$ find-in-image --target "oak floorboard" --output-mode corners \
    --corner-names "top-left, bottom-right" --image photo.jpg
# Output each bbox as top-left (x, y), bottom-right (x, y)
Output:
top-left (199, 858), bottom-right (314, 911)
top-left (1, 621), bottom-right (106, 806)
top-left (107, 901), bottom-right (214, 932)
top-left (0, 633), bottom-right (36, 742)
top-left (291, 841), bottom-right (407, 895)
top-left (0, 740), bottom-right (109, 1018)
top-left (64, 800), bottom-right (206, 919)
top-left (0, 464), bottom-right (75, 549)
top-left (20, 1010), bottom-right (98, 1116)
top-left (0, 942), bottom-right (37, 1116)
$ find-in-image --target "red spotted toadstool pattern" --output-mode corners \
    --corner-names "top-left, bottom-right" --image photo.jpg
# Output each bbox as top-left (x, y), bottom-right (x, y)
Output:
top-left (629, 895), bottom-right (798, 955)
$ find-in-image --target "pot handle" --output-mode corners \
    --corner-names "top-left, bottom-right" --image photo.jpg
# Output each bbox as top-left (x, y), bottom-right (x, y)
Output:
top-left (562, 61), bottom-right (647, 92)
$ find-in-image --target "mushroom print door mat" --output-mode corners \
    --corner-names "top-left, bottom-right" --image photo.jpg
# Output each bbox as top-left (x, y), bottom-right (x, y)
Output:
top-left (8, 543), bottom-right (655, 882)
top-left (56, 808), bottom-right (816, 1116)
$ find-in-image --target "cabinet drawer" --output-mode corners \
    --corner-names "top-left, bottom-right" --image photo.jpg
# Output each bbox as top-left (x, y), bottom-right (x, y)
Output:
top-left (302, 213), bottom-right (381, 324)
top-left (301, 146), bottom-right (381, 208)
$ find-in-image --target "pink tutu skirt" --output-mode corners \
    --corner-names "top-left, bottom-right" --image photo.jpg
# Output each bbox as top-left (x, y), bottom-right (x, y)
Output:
◆ ◆ ◆ ◆ ◆ ◆ ◆
→ Instructions to follow
Would you restate all of the material, word for word?

→ Reply
$ find-in-image --target "oak floorboard" --output-mode corners \
    --corner-names "top-left, bottom-right" --image photo.jpg
# Output each bbox as top-left (x, y), bottom-right (x, y)
Output:
top-left (199, 858), bottom-right (314, 911)
top-left (1, 621), bottom-right (106, 806)
top-left (107, 901), bottom-right (214, 932)
top-left (0, 633), bottom-right (36, 742)
top-left (291, 841), bottom-right (407, 895)
top-left (0, 740), bottom-right (109, 1018)
top-left (64, 800), bottom-right (206, 919)
top-left (0, 464), bottom-right (75, 549)
top-left (20, 1010), bottom-right (98, 1116)
top-left (0, 942), bottom-right (37, 1116)
$ find-in-image --target "red spotted toadstool pattern" --output-mode corners \
    --corner-names "top-left, bottom-right" --image photo.jpg
# Output each bbox as top-left (x, y), bottom-right (x, y)
Output:
top-left (629, 895), bottom-right (798, 955)
$ find-in-image --target "pot handle" --output-mode corners \
    --corner-names "top-left, bottom-right" --image photo.jpg
# Output each bbox as top-left (x, y), bottom-right (x, y)
Output:
top-left (562, 61), bottom-right (647, 92)
$ find-in-image --target "mushroom print door mat" --output-mode corners \
    --corner-names "top-left, bottom-right" --image photo.jpg
# Output each bbox as top-left (x, y), bottom-right (x, y)
Output:
top-left (8, 543), bottom-right (655, 882)
top-left (56, 808), bottom-right (816, 1116)
$ find-in-image --target "cabinet drawer" --output-mode corners \
    --corner-names "top-left, bottom-right" --image photo.jpg
# Output each bbox as top-left (x, y), bottom-right (x, y)
Output:
top-left (302, 213), bottom-right (381, 324)
top-left (301, 146), bottom-right (381, 208)
$ find-in-image --target "pink tutu skirt" --output-mode corners \
    --corner-names "top-left, bottom-right" --image photo.jpg
# Output each bbox as top-left (x, y), bottom-right (x, y)
Output:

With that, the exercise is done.